== Records provided ==

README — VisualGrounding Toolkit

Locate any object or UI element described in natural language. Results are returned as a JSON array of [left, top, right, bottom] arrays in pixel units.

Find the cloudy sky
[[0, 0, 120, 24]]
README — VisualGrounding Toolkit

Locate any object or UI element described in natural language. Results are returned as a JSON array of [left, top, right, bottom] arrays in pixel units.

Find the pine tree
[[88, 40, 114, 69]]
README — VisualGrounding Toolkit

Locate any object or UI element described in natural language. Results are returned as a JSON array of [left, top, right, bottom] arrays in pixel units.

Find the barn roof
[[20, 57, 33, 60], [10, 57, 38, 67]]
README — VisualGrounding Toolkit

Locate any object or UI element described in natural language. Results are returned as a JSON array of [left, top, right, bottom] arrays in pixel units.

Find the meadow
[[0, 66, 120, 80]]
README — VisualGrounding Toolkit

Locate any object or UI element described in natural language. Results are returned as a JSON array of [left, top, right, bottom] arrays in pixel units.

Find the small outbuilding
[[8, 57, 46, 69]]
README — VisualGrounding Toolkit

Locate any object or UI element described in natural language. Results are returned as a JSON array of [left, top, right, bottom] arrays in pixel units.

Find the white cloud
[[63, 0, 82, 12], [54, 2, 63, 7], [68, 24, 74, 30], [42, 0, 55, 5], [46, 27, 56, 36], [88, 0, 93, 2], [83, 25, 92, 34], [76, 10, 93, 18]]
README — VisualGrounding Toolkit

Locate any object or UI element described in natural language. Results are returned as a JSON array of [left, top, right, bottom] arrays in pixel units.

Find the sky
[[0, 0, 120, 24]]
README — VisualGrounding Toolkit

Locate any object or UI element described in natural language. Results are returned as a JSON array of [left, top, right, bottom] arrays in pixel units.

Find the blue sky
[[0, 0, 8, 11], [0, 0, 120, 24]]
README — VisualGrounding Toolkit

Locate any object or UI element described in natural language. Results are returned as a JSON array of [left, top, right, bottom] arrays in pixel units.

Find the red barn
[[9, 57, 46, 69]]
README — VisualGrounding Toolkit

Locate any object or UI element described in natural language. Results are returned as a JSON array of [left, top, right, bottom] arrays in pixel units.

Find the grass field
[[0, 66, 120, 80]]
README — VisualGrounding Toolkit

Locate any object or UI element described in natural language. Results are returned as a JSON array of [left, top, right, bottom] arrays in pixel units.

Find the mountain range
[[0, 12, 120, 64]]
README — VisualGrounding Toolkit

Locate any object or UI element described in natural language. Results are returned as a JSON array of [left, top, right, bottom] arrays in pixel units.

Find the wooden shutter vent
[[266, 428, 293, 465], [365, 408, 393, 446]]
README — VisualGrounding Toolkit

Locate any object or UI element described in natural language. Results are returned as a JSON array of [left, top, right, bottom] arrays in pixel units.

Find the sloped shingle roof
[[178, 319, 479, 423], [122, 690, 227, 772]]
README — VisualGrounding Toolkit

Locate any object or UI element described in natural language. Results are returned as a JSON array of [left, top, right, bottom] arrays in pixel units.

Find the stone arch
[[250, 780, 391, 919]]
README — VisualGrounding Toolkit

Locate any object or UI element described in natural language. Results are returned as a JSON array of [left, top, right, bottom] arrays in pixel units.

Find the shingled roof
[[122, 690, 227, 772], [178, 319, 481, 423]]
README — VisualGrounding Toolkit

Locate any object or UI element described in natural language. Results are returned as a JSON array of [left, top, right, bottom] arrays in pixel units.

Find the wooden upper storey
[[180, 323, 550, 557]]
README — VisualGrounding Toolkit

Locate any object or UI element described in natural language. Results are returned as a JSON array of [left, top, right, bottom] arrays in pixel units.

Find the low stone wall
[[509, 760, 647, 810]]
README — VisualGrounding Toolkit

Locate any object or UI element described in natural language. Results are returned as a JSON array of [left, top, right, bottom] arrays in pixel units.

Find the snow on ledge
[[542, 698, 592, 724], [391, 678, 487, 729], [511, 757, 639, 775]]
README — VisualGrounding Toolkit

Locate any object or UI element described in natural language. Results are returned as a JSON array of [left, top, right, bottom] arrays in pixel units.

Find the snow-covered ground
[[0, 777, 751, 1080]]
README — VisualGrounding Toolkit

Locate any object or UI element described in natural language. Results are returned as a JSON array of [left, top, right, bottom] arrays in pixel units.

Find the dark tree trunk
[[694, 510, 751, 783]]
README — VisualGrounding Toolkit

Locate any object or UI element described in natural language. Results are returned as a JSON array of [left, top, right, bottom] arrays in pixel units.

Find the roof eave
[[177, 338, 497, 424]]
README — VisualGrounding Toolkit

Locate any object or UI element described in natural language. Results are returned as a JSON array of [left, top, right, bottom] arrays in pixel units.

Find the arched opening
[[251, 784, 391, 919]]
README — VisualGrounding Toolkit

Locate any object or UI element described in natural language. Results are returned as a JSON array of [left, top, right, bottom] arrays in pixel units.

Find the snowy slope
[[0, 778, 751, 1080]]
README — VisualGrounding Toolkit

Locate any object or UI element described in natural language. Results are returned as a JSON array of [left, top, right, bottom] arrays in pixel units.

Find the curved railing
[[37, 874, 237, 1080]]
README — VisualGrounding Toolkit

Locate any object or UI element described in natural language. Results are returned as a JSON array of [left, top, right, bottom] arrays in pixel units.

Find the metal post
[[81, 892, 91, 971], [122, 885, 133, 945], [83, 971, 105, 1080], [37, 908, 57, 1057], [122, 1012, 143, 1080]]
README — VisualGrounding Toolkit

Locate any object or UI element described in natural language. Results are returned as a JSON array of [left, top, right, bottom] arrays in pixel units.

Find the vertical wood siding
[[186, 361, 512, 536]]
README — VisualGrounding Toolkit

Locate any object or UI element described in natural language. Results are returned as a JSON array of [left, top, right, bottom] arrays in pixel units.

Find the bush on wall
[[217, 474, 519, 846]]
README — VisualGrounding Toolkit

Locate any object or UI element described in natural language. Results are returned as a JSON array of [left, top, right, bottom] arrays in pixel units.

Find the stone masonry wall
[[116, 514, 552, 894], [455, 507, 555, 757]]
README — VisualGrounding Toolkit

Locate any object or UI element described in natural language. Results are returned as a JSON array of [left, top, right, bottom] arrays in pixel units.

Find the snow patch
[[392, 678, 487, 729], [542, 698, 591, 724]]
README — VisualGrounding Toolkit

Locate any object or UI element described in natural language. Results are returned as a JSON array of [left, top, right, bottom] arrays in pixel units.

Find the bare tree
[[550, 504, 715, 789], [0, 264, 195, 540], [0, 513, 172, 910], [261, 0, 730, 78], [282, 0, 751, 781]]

===

» **Set task**
Extract the data in full. Keep it word for word.

» **Written response**
README — VisualGrounding Toolkit

Locate any object or UI element described in natural language. Results are returned as a JSON array of [left, top, right, bottom] arrays in pixel units.

Find the cloudy sky
[[0, 0, 120, 24]]
README — VisualGrounding Toolkit

Locate any object or UI element described in natural language. Results are returned as a JSON array of [left, top, right, bottom] arrays in pixel units.

Find the pine tree
[[88, 40, 114, 69]]
README — VisualGrounding Toolkit

Locate any object or UI element described in natural language. Results are returned as a JSON array of [left, top, right, bottom] arrays in pixel units.

Find the barn roof
[[20, 57, 33, 60], [10, 57, 38, 67]]
README — VisualGrounding Toolkit

Locate any object or UI element described in natural language. Results are returned as a JSON array of [left, top, right, bottom] arrays in pixel units.

Find the meadow
[[0, 66, 120, 80]]
README — VisualGrounding Toolkit

Locate any object or UI element described in natural language. Results are returned as a JSON array of [left, top, right, bottom] arrays in pixel units.

Find the small outbuilding
[[8, 57, 46, 69]]
README — VisualGrounding Toolkit

Locate any object or UI element described in natural language. Results are returned as a JSON array of [left, top, right, bottom] arrays in pixel units.

Find the white cloud
[[63, 0, 82, 12], [54, 2, 63, 7], [68, 24, 74, 30], [42, 0, 55, 5], [46, 27, 56, 36], [88, 0, 93, 2], [83, 25, 92, 34], [76, 10, 93, 18]]
README — VisualGrounding Toolkit

Locate any object or UI element described in natural language. Results are returned as a JSON array of [left, top, right, bottom] arrays in pixel units.

Find the sky
[[0, 0, 120, 24]]
README — VisualGrounding Toolkit

Locate any object or UI element described in natural language. Results are returned as a JSON array of [left, top, right, bottom] arrays in pixel units.

Find the blue sky
[[0, 0, 8, 11], [0, 0, 120, 24]]
README — VisualGrounding Toolkit

Locate any object or UI element described in natural language. Results are returned as a JSON array of [left, top, right, bottom] arrays in pixel units.

Find the red barn
[[9, 57, 46, 69]]
README — VisualGrounding Toolkit

Locate any object or UI element described in natural language. Results are returned as a JSON array of [left, top, right, bottom] arrays in pixel units.

Find the grass field
[[0, 66, 120, 80]]
README — VisualGrounding Toolkit

Locate any object or UI element described in natural language. Results are returned as a JSON array of [left, top, right, bottom] arrays in pixel units.

Find the mountain range
[[0, 12, 120, 64]]
README — VisualGrounding Toolkit

Locate any object or UI element described in natural language. Results are returned as a JSON array of [left, top, right, bottom] arrays in pixel units.

Find the wooden shutter vent
[[266, 428, 293, 465], [365, 408, 393, 446]]
README — VisualGrounding Toolkit

Locate any object or UI element described in natural language. Results are returned as a JSON array of [left, top, right, bottom] arrays in pixel units.

Find the sloped shingle roof
[[178, 319, 479, 423], [122, 690, 227, 772]]
README — VisualGrounding Toolkit

Locate any object or UI element described in natural language. Results are returned as a JSON array of [left, top, right, bottom] arrays in pixel units.

Find the stone arch
[[250, 780, 391, 919]]
README — VisualGrounding Toolkit

Locate any object or UI element described in natural language. Results are returned as a JSON array of [left, top, right, bottom] arrays in pixel units.

Find the shingled roof
[[122, 690, 227, 772], [178, 319, 481, 423]]
README — VisualGrounding Toolkit

Locate any object or UI element described in natural language. Results are returned as a JSON array of [left, top, right, bottom] arrays in pixel units.

Find the wooden upper storey
[[180, 323, 550, 557]]
README — VisualGrounding Toolkit

Locate any object or UI element described in natural language. Results are returned as a JSON array of [left, top, right, bottom] arrays in pixel units.

Find the low stone wall
[[509, 760, 647, 810]]
README — VisualGrounding Toolkit

Locate any object or UI element described in natural language. Results are returned as a JSON array of [left, top, right, bottom] arrays in pixel units.

Find the snow on ledge
[[542, 698, 592, 724], [391, 678, 487, 729], [511, 757, 639, 775]]
README — VisualGrounding Toolkit

Locate any object or UI element described in natural language. Results are returned as a JSON array of [left, top, right, bottom] arrays in pixel units.

Find the snow-covered ground
[[0, 777, 751, 1080]]
README — VisualGrounding Toolkit

Locate any object or UI element described in natural language. Results are returned as a JSON array of [left, top, right, bottom] arrays in pixel units.

Find the dark tree trunk
[[694, 510, 751, 783]]
README — VisualGrounding Toolkit

Locate any object or UI element described in natural language. Results are returned as a JSON array of [left, top, right, bottom] arrays in pixel units.

Find the roof eave
[[177, 338, 497, 424]]
README — VisualGrounding Toolkit

Locate any object or UI element described in natural language. Results are returned as a JSON array of [left, top, right, bottom] arrays in pixel units.

Find the arched opening
[[251, 784, 391, 919]]
README — VisualGrounding Toolkit

Locate any object or UI element described in natural language. Results are returned as a JSON array of [left, top, right, bottom] arrays in pixel units.

Find the snowy slope
[[0, 778, 751, 1080]]
README — VisualGrounding Toolkit

Locate any object or UI element described in natural language. Results are returned as a JSON array of [left, top, right, bottom] arrays in pixel units.

Find the curved railing
[[37, 874, 237, 1080]]
README — VisualGrounding Toolkit

Locate any object or UI element described in natural language. Results are returned as a JSON array of [left, top, right, bottom] arrays in pixel units.

Find the metal post
[[81, 892, 91, 971], [122, 885, 133, 945], [83, 971, 105, 1080], [37, 908, 57, 1057], [122, 1012, 143, 1080]]
README — VisualGrounding Toolkit

Locate any object or UI element described in natural language. Results are returned as a JSON array of [left, top, right, bottom] arrays in pixel units.

Find the vertical wood siding
[[186, 361, 512, 536]]
README — VisualGrounding Toolkit

Locate any object or UI element described in natural language. Results are returned as a JSON array of [left, top, right, bottom] arrays in pixel units.

Find the bush on wall
[[217, 474, 519, 846]]
README — VisualGrounding Toolkit

Locate any object or UI element described in natural language. Results are returned as a JSON array of [left, top, right, bottom] arrays in pixel units.

Find the stone masonry wall
[[116, 514, 552, 894], [455, 507, 555, 757]]
README — VisualGrounding Toolkit

Locate any object or UI element described in natural language. Results are returned as a JSON array of [left, top, right, bottom] arrays in pixel units.

Find the snow patch
[[392, 678, 487, 729], [542, 698, 591, 724]]
README — VisualGrounding Toolkit

Locate any object or UI element described in natural language. Results are returned as a JSON array of [left, top, right, bottom] arrays in pixel units.

Find the bare tree
[[550, 504, 715, 789], [0, 264, 195, 540], [0, 513, 172, 910], [261, 0, 730, 78], [282, 0, 751, 781]]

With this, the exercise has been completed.